Nearly two weeks passed before I noticed my mistake and retrieved the bulb, fully expecting it to be petrified. Instead, it had bloomed. With no attention whatsoever — no water, sun, soil, or food — this stubborn little bulb had bloomed. And despite my somewhat inconsistent care in the years since, “Amy the Amaryllis” has continued to flourish, reminding me season by season of the beauty and magic of resilience.
New in 2022
Having come through an arduous couple of years, I think educators are collectively longing for a fresh start — for newness and rebirth. At every level, from nursery school through graduate school, we are either witnessing or reading about teachers leaving the profession, schools scrambling to fill vacancies, and students struggling with curricular gaps and compromised mental health. As nurturers, teachers routinely shoulder the weight of our students’ anxieties, our colleagues’ edginess, the turbulent news feed, and the relentlessly uncertain political and environmental landscapes — all while navigating whatever life challenges we ourselves are experiencing. So how can we tap a fresh influx of creativity, energy, and joy? How can we refill our heads, hearts, and learning spaces with the effervescent spirit that drew us to teaching in the first place? How can we mimic Amy, who continues to flourish and flower whether the growing conditions are ideal or not? Ironically, the crazy demands of last year’s “emergency room” pedagogical scenarios kept such philosophical questions at bay. This year, they are surfacing.
This Healing Journey
First, the numbers: I’m 54, I’ve worked full-time in independent schools for 27 years, I’ve taught in one form or fashion for 33 years, and I’ve learned alongside close to 2,500 students. I still love what I do with a genuine passion, but this year I have found myself wanting and needing to tap a new well. Writing the paragraphs below is part of my effort to do just that.

+++++

= Stated goal A =
In the passage on teaching, what kept the questions about renewing creativity, energy, and joy from coming up last year? Answer in one to three sentences.
= Stated goal B =
Please reproduce the passage on teaching between "Nearly two weeks" and "magic of resilience.", inclusive.

+++++

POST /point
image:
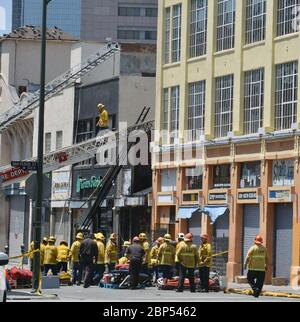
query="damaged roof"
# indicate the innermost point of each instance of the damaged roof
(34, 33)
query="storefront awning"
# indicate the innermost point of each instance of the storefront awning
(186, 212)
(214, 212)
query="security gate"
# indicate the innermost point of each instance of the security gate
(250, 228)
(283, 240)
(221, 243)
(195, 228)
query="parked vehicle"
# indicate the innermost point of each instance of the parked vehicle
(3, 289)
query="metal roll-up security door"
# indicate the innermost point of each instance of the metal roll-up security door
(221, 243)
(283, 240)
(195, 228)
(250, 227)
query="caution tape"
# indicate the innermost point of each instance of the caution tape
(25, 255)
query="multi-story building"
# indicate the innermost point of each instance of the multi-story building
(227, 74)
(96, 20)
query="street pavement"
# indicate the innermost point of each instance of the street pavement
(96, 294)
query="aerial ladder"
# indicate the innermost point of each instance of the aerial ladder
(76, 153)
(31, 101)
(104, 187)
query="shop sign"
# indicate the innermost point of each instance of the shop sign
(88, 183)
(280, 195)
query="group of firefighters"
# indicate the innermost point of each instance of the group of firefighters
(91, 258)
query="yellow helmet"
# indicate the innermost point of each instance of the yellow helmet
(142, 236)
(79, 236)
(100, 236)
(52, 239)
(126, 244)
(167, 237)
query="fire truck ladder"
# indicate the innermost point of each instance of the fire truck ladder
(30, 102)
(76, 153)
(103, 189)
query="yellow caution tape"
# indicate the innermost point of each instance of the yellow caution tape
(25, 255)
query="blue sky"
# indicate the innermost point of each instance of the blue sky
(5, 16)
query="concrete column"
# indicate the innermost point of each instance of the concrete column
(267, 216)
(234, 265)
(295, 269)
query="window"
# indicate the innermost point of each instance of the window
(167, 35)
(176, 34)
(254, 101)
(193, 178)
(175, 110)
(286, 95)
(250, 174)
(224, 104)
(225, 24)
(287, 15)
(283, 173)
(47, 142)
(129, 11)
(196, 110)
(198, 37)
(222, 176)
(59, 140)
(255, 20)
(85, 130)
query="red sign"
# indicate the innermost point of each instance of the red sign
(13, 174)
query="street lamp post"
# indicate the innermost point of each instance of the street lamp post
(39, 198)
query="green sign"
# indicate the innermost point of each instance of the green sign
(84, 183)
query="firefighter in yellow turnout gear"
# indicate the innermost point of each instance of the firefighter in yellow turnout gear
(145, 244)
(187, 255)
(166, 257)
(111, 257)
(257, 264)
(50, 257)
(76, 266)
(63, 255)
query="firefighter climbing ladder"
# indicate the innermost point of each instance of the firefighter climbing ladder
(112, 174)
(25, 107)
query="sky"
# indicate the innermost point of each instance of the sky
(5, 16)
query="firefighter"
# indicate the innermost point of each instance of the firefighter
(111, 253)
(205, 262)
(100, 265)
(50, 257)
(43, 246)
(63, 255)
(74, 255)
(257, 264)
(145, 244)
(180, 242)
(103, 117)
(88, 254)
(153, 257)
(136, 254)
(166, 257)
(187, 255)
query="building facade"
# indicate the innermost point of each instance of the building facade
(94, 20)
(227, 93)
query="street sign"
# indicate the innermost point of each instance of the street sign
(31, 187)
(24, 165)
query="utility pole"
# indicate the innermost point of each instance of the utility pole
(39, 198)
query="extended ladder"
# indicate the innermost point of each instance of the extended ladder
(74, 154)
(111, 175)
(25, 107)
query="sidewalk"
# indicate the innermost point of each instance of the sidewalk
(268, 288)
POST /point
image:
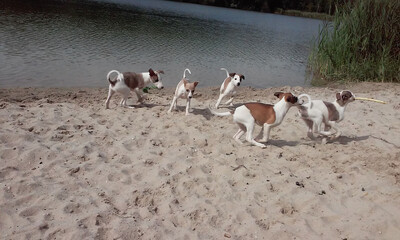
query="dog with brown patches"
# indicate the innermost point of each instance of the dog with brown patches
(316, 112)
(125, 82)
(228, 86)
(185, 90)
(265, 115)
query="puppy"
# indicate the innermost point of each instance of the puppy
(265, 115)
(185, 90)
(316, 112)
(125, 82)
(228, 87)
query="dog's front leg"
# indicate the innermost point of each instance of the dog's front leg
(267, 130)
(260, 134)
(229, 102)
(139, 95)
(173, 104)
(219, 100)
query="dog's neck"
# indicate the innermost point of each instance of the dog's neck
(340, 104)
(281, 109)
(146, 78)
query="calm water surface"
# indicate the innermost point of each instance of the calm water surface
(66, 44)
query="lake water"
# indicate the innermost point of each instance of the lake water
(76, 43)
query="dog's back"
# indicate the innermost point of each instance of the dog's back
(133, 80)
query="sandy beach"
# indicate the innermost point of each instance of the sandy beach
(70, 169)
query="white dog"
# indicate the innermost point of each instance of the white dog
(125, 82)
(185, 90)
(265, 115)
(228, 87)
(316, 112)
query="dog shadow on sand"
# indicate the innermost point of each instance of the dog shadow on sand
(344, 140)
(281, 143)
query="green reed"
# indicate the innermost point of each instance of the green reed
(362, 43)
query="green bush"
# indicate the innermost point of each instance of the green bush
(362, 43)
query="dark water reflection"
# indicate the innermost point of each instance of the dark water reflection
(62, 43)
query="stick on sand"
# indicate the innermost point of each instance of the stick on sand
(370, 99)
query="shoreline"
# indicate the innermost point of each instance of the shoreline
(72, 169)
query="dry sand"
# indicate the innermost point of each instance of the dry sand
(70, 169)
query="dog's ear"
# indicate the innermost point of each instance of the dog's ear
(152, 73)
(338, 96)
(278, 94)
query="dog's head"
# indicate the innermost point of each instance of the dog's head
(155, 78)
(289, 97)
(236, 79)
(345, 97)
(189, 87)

+++++

= Output A =
The crazy demands of last year's "emergency room" pedagogical scenarios kept those philosophical questions at bay. This year, they are surfacing.

= Output B =
Nearly two weeks passed before I noticed my mistake and retrieved the bulb, fully expecting it to be petrified. Instead, it had bloomed. With no attention whatsoever — no water, sun, soil, or food — this stubborn little bulb had bloomed. And despite my somewhat inconsistent care in the years since, “Amy the Amaryllis” has continued to flourish, reminding me season by season of the beauty and magic of resilience.